When I met Kevin, a friend of mine, Mark Matthews, asked whether Kevin knew I’d dump him within a year. We laughed about that. Kevin laughed too. I think.
Six months later
Kevin and I had moved to Auckland. Set up Transcend there. Renamed ourselves Uniform. Became addicted to Kingsland coffee and brioche. Got ourselves a little cat family. Bought a house. Decided to move back to London.
Two years later
Kevin and I were back in London. I was studying aromatherapy and oriental medicine. We were back living at Kevin’s brother’s place in Baron’s Court. The cats had to stay in Auckland. We missed them like mad. We even visited them once that year from the UK.
Three years later
Kevin and I were back in Auckland. Reunited with the cats. I was pregnant with Astrid. We were back in our old house. We sold it. We moved to a big amazing family home in Mt Albert. Our forever family home. The unborn daughter enrolled already at my old school. Life was looking nicely mapped. Astrid was born. My mother died. My UK visa expiry date was moving closer each week I was away. Edith was conceived. Six weeks later we flew back to London. Our beautiful home rented to friends. We were going back to Roderick Road, where I used to live when I met Kevin.

* _Directions_
Reproduce the account of moving between Auckland and London word for word, from start to finish.

(Point localization data)
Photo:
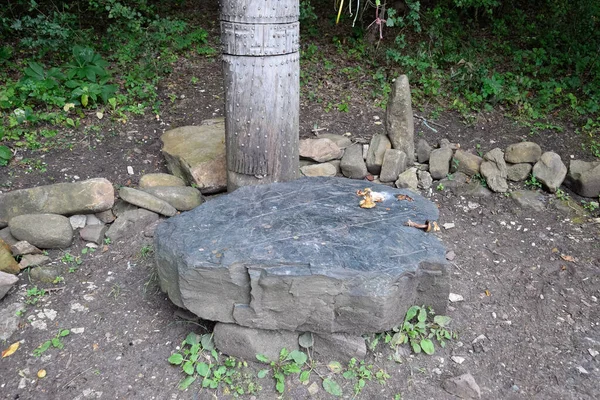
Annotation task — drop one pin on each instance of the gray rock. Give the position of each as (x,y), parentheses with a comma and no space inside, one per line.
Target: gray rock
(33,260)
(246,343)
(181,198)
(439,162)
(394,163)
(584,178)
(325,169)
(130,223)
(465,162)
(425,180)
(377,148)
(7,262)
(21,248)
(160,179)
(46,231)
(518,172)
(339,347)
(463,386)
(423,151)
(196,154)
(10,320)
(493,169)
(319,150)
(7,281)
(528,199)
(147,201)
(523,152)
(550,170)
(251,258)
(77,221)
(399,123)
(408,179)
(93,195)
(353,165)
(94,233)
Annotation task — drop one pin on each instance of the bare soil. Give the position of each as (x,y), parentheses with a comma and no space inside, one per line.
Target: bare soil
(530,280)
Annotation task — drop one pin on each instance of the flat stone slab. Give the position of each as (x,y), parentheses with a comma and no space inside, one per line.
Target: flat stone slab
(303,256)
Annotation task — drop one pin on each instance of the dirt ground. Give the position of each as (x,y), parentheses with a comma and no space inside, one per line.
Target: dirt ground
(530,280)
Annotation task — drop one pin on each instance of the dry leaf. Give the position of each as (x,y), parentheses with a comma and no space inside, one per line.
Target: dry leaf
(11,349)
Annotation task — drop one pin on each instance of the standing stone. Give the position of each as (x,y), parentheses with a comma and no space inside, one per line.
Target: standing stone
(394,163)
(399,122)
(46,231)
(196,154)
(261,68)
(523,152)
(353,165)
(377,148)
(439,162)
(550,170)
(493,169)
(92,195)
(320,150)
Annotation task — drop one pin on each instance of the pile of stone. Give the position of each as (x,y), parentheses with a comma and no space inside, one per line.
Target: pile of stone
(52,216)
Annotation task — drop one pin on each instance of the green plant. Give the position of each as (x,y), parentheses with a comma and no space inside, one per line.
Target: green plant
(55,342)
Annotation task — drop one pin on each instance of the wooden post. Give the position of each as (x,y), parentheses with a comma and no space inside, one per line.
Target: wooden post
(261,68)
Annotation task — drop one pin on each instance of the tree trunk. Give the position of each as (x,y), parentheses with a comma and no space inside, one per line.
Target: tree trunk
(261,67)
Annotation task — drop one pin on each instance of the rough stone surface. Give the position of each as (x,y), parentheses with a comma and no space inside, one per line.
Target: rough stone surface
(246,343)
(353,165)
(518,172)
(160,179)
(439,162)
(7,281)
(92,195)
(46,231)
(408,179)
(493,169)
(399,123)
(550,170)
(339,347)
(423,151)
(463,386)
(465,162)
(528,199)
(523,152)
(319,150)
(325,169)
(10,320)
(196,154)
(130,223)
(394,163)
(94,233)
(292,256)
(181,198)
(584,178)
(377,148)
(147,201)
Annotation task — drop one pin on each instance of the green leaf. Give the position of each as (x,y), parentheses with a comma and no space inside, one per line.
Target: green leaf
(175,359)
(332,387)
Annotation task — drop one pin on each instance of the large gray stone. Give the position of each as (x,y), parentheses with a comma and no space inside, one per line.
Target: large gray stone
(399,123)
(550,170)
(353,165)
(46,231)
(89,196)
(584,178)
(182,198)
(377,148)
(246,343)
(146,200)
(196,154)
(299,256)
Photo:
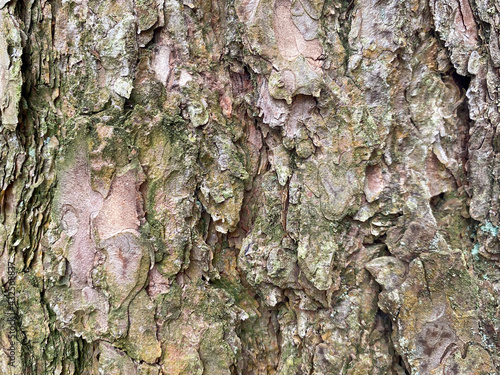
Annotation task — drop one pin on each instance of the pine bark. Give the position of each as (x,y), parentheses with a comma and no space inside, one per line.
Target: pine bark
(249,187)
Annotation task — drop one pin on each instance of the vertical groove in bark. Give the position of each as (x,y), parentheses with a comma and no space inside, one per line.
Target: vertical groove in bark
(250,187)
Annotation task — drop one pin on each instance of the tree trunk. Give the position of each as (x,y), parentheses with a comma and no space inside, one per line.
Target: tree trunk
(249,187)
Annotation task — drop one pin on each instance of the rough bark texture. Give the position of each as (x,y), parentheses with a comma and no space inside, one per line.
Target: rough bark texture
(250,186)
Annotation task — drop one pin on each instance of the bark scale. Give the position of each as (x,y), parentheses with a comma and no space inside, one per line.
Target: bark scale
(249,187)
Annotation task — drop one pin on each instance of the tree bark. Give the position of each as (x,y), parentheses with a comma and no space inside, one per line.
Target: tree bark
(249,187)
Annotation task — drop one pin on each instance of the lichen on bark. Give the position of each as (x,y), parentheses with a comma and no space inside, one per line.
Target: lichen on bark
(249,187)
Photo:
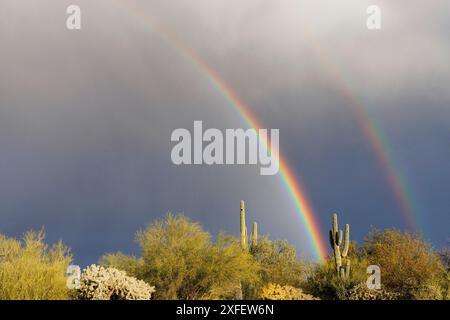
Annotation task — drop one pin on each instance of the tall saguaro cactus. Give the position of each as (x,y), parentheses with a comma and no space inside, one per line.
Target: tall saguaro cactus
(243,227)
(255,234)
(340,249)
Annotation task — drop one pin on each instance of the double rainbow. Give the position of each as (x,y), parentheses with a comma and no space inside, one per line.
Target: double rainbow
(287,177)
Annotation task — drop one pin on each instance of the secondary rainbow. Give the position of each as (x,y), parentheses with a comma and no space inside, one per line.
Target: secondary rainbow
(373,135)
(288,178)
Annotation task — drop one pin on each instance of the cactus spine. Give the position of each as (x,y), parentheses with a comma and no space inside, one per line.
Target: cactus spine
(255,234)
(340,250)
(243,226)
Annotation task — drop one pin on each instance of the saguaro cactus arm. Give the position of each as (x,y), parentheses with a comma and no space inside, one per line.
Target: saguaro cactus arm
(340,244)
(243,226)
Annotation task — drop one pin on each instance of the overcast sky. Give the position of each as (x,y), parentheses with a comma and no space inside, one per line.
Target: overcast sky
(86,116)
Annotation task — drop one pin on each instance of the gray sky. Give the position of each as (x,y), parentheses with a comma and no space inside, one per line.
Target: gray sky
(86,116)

* _Reply_
When I met Kevin, a friend of mine, Mark Matthews, asked whether Kevin knew I’d dump him within a year. We laughed about that. Kevin laughed too. I think.
Six months later
Kevin and I had moved to Auckland. Set up Transcend there. Renamed ourselves Uniform. Became addicted to Kingsland coffee and brioche. Got ourselves a little cat family. Bought a house. Decided to move back to London.
Two years later
Kevin and I were back in London. I was studying aromatherapy and oriental medicine. We were back living at Kevin’s brother’s place in Baron’s Court. The cats had to stay in Auckland. We missed them like mad. We even visited them once that year from the UK.
Three years later
Kevin and I were back in Auckland. Reunited with the cats. I was pregnant with Astrid. We were back in our old house. We sold it. We moved to a big amazing family home in Mt Albert. Our forever family home. The unborn daughter enrolled already at my old school. Life was looking nicely mapped. Astrid was born. My mother died. My UK visa expiry date was moving closer each week I was away. Edith was conceived. Six weeks later we flew back to London. Our beautiful home rented to friends. We were going back to Roderick Road, where I used to live when I met Kevin.